## DOCUMENT TEXT
- - - -
Scud Missile Blues: Slam Poetry from a Syrian American

“War is a disease and you can feel it no matter what part of the country you’re in.”

Amal Kassir grew up in Aurora. Her father is from Syria and Amal grew up with strong links to her Syrian family, some of whom have fled the country, others are facing the daily reality of a war torn country.

“My grandma would come and visit with my grandfather and they’d bring their Arabic and their recipes with them and we grew up knowing that this place was my Dad’s home…it’s the other half, as much as America is the birth place of my life, Syria was 100% also present in the home.

Amal says they’ve lost 30 members of their family and a phone call in the middle of the night brings dread of more bad news “(In the early morning) my Dad leads the prayer and you’ll know that someone has died because of the way he cries and this war is what made me see my father, an Arab man, with that macho stereotype, that was the first time that I saw him cry.”
- - - -
## EXTRACTED INFORMATION
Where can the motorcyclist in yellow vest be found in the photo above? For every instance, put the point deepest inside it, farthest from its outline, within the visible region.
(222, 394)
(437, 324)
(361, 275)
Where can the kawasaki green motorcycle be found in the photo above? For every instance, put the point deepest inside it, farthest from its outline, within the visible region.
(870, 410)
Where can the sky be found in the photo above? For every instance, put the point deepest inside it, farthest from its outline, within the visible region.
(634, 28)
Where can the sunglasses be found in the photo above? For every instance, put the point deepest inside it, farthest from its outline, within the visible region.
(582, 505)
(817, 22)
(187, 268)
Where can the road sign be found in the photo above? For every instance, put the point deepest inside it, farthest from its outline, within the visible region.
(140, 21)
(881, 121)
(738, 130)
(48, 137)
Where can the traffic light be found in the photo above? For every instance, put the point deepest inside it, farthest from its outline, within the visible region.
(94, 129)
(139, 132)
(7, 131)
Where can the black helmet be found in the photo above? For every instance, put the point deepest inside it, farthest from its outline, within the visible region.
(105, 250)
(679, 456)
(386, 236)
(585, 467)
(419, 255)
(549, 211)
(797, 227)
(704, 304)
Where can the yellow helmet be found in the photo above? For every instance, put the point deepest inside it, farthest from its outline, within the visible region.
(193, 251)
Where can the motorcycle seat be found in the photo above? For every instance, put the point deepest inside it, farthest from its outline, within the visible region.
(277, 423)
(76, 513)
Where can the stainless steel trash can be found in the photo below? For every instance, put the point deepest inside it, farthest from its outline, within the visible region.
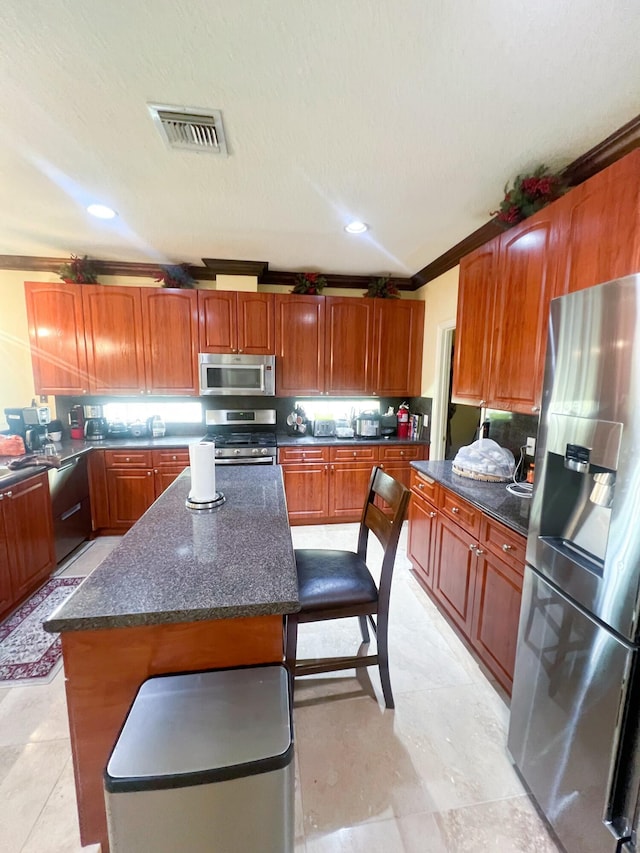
(204, 762)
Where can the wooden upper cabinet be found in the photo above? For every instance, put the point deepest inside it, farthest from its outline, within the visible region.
- - - -
## ACTION ITEM
According to the piece about Amal Kassir, how many members of her family have been lost?

## ANSWER SECTION
30 members of her family.